* TASK
Please list each line of the listing below that contains the word "locate", treating uppercase and lowercase as different.
[DATA SUPPLIED start]
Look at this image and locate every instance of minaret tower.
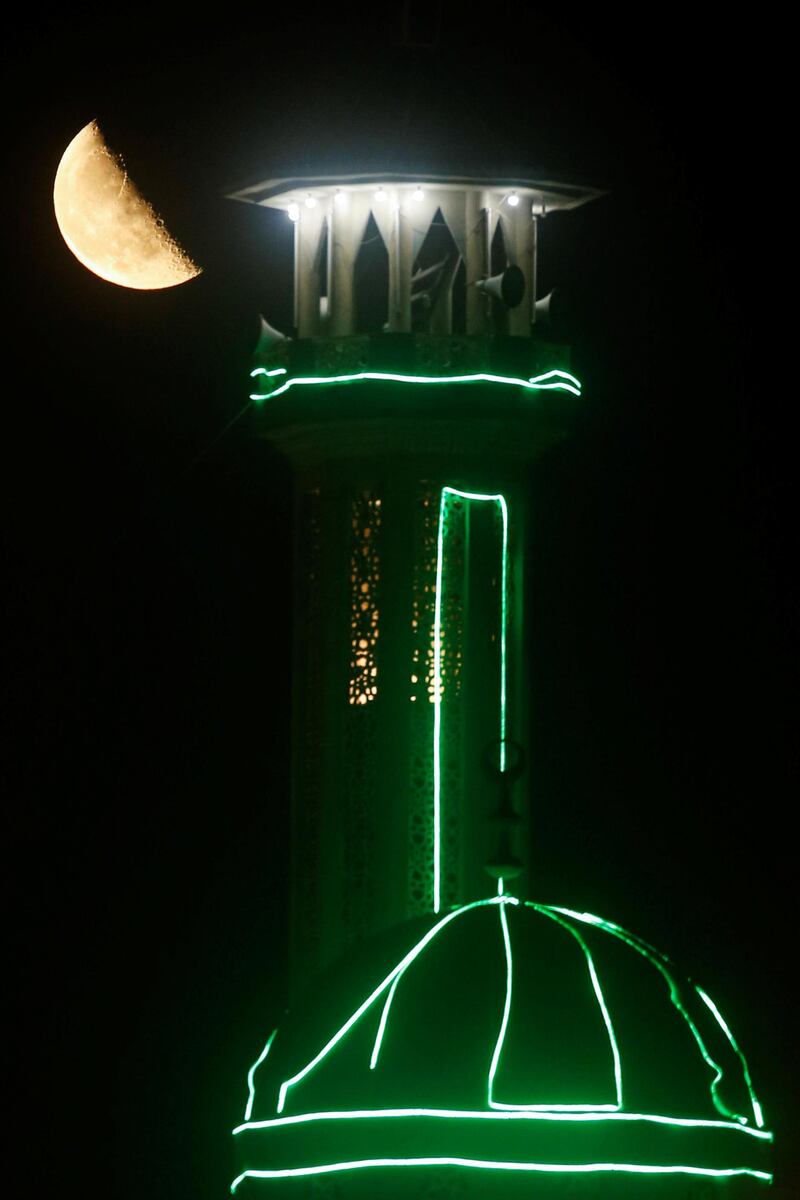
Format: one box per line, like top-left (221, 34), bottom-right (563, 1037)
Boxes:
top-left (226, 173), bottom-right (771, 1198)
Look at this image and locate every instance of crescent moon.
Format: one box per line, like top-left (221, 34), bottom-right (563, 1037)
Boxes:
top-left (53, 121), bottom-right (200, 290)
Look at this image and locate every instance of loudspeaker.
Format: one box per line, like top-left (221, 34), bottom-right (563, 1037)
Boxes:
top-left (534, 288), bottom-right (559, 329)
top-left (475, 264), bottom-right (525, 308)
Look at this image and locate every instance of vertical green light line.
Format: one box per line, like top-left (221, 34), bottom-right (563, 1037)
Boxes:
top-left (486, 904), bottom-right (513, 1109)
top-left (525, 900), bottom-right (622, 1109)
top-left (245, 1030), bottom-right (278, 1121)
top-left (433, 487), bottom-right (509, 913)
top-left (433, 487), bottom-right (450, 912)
[DATA SUPPLIED end]
* SOLUTION FOR THIS TASK
Look at this image and locate every instance of minaret tower.
Look at this image and locate every instance of crescent moon.
Look at this image and locate every instance of loudspeaker.
Look at this image and locate every instance of vertical green light line.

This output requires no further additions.